Task to complete: Copy each of the following rows word for word, keeping every character unchanged.
******
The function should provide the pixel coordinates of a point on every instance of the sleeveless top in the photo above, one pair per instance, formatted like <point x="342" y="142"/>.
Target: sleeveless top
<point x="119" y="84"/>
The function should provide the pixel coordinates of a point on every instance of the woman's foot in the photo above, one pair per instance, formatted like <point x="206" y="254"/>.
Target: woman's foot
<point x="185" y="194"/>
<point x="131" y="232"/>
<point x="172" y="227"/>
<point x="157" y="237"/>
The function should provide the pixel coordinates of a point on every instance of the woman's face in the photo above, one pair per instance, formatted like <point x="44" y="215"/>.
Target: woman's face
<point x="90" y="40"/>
******
Response below:
The function should provide the pixel coordinates of a point on every instance of the sleeveless top in the photo above, one pair per instance, formatted like <point x="342" y="142"/>.
Target: sleeveless top
<point x="119" y="84"/>
The function should provide the pixel coordinates of a point on every instance of the woman's foot in the photo above, one pair per instance, formatted like <point x="206" y="254"/>.
Target: woman's foot
<point x="185" y="194"/>
<point x="131" y="232"/>
<point x="172" y="227"/>
<point x="157" y="237"/>
The function should provide the pixel coordinates of a point on every instance of the woman's face in the photo above, one pair per instance, formatted like <point x="44" y="215"/>.
Target: woman's face
<point x="90" y="40"/>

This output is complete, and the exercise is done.